Photo-based referring expression data
-*-*-

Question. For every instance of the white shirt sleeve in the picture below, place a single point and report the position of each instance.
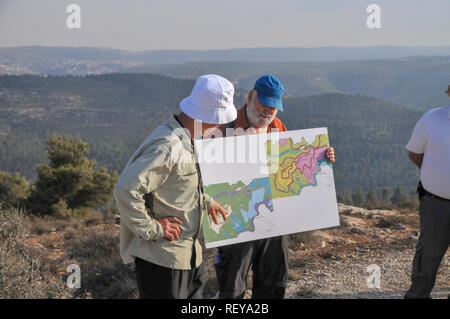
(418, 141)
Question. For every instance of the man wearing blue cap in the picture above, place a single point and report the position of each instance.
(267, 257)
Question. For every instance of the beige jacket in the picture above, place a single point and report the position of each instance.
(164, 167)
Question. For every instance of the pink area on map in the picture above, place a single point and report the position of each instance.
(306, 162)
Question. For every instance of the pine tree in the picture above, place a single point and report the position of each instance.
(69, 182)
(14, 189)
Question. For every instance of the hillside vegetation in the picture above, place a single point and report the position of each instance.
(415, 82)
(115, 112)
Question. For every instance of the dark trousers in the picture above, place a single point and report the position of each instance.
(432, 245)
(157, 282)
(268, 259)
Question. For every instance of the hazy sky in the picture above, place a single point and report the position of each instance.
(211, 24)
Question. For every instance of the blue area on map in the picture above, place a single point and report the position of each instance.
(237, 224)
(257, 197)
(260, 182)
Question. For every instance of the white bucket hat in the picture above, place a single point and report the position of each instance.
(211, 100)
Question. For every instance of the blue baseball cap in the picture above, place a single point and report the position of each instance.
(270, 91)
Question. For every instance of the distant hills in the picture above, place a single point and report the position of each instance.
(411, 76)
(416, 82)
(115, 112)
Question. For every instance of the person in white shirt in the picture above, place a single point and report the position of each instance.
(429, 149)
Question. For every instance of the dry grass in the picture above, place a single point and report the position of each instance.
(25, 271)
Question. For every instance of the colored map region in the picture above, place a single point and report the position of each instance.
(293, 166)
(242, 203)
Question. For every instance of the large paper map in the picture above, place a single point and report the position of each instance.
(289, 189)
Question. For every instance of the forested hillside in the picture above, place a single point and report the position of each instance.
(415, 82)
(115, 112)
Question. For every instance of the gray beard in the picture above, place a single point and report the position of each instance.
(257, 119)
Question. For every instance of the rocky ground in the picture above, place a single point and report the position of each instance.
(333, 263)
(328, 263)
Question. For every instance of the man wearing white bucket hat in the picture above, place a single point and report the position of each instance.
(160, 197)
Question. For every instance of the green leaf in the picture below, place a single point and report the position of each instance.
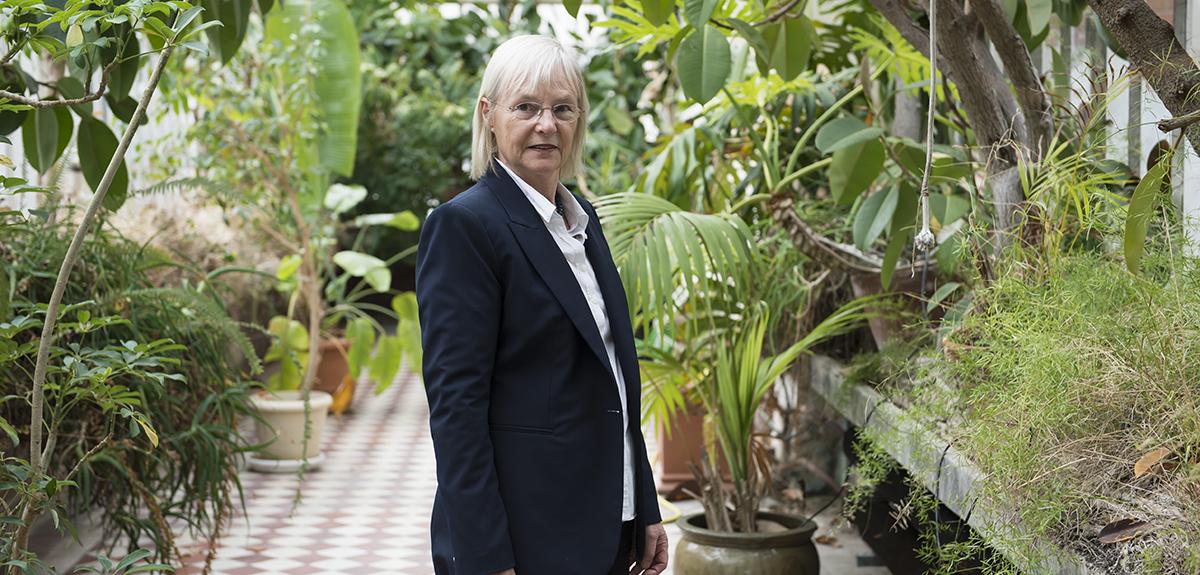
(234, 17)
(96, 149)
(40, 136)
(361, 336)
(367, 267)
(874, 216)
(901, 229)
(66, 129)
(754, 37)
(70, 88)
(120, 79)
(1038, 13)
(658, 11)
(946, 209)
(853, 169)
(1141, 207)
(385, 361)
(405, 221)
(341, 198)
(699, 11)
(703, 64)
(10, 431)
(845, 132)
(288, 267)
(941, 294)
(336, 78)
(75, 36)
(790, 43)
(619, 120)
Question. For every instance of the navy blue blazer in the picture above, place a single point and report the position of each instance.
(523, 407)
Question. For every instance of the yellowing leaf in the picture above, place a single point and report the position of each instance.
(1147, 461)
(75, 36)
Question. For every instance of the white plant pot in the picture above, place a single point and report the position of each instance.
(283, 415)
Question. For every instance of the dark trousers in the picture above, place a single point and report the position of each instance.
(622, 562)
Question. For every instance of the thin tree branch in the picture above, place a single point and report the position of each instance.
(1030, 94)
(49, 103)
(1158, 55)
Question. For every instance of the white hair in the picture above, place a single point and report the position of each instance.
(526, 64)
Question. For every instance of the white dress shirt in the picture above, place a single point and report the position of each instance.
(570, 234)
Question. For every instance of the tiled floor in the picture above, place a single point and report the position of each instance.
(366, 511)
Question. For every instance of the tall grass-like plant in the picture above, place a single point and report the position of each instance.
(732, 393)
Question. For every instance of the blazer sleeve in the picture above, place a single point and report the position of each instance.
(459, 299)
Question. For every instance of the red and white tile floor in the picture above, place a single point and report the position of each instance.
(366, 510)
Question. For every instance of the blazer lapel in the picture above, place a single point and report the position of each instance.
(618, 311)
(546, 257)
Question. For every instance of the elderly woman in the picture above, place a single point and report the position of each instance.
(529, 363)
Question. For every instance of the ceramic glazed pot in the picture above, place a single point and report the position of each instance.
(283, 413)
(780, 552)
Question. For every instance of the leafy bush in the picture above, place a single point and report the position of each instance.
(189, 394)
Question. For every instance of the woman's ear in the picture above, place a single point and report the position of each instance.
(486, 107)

-*-*-

ACTION ITEM
Could you write out all the records exactly, without the pictures?

RESULT OF THIS EXERCISE
Question. For every instance of the white shirt sleeve in the picture below, place a single point and report the position of each instance.
(418, 141)
Question. For every instance of the man wearing blue cap in the picture above, place a single point and report the position of each instance.
(267, 257)
Question. For every instance of the beige jacket in the picture above, place a single point and report the position of each instance.
(164, 167)
Question. For every instance of the pink area on map in the picture above, place a single point and report the position of each instance.
(306, 162)
Question. For every instance of the pine tree in the picture above, place a single point and report the position of each instance.
(69, 182)
(14, 189)
Question. For every instance of the hillside vegetation in the picture above, place a single point and report the position of each instance.
(415, 82)
(115, 112)
Question. For every instance of the dark trousers in the picture above, place a single point and report the position of each instance.
(432, 245)
(157, 282)
(268, 259)
Question. For every instance of the hazy sky in the picture above, place a single point and report the position of each instance.
(211, 24)
Question. For every instance of the blue area on map in the picture above, place a single point and report the position of each instance.
(237, 224)
(257, 197)
(260, 182)
Question. For every instance of the white bucket hat in the picture above, place a single point and report the position of each instance.
(211, 100)
Question. For every instance of the blue baseball cap in the picture above, place a single point and report the position of each instance.
(270, 91)
Question. For every instance of the distant hills in the picture above, place a single point and report the position of each instance.
(411, 76)
(416, 82)
(115, 112)
Question. For every instance of the person in white shirt in the picture above, place a single point and report the position of each instance.
(429, 149)
Question. For every instance of the dry grass in the picture above, place a single point and report the position of each instance.
(25, 271)
Question. For every instance of the colored map region in the picture above, place a single point and report the position of each instance.
(293, 166)
(242, 203)
Question. For every instance of the large paper map in the picture above, place a single point and report the position of each instance.
(289, 189)
Question. For every instance of the forested hillside in the picture above, place a single point and report the position of each instance.
(415, 82)
(115, 112)
Question. For every instance of the gray beard in the picture above, place a single point and report the position of each instance.
(257, 119)
Question. For every instance of the rocky ground in the picture above, place a single point and report the position of each instance.
(333, 263)
(328, 263)
Question. For every instance of the man wearing white bucket hat in the picture above, place a single point and report the position of each instance.
(160, 197)
Question. For every instance of the green leaf in the picture below, place a single point and report the position of each instance.
(234, 17)
(96, 149)
(40, 136)
(361, 336)
(367, 267)
(874, 216)
(901, 229)
(66, 129)
(754, 37)
(70, 88)
(120, 79)
(1038, 13)
(658, 11)
(946, 209)
(853, 169)
(1141, 207)
(385, 361)
(405, 221)
(341, 198)
(699, 11)
(703, 64)
(10, 431)
(845, 132)
(288, 267)
(941, 294)
(336, 78)
(75, 36)
(790, 43)
(619, 120)
Question. For every instance of the navy blue blazer in the picture above, place a single point and report the position of each instance.
(523, 407)
Question. For every instance of the yellowing leaf in the picture above, place a single point and report the position of each instance.
(1147, 461)
(75, 36)
Question. For every instance of the white plant pot in the picture above, place a single point and report the position of each instance.
(283, 415)
Question. For every instance of the dark trousers in the picture above, place a single point and report the position of each instance.
(622, 562)
Question. For every instance of the thin tree branch in the picture above, place a single point and report the position of each instance.
(1030, 94)
(49, 103)
(1158, 55)
Question. For every instance of the white hair in the picture above, place a single point and report the position of each instance.
(526, 64)
Question. For every instance of the white dress shirt in the picture above, place a single point and report the position of each instance.
(570, 234)
Question. For every instance of the tiled floor in the picture above, place a single point and report the position of each instance.
(366, 511)
Question. For every instance of the tall grass-like plant in the picture above, place a single point and report the position of each instance.
(732, 393)
Question. For every instance of the blazer sleeve in the picture above, place a single point and report the position of each instance.
(459, 299)
Question. For every instance of the red and white tile floor in the picture above, place a single point and report the position of each instance.
(366, 510)
Question. For every instance of the blazer lapel in the picture above, place a single point and report the position of each instance.
(618, 311)
(546, 257)
Question. For every instance of the elderly woman in the picture above, place a single point and report the position of each instance.
(529, 363)
Question. For every instance of the ceramic glazed pot in the picture above, place a single point and report the position of each instance.
(283, 413)
(780, 552)
Question. For every instance of the leafy bush in the picture above, place a single point and report the position of each instance.
(189, 394)
Question. For every instance of the woman's ear in the picture above, place a single point and report the position of each instance.
(486, 107)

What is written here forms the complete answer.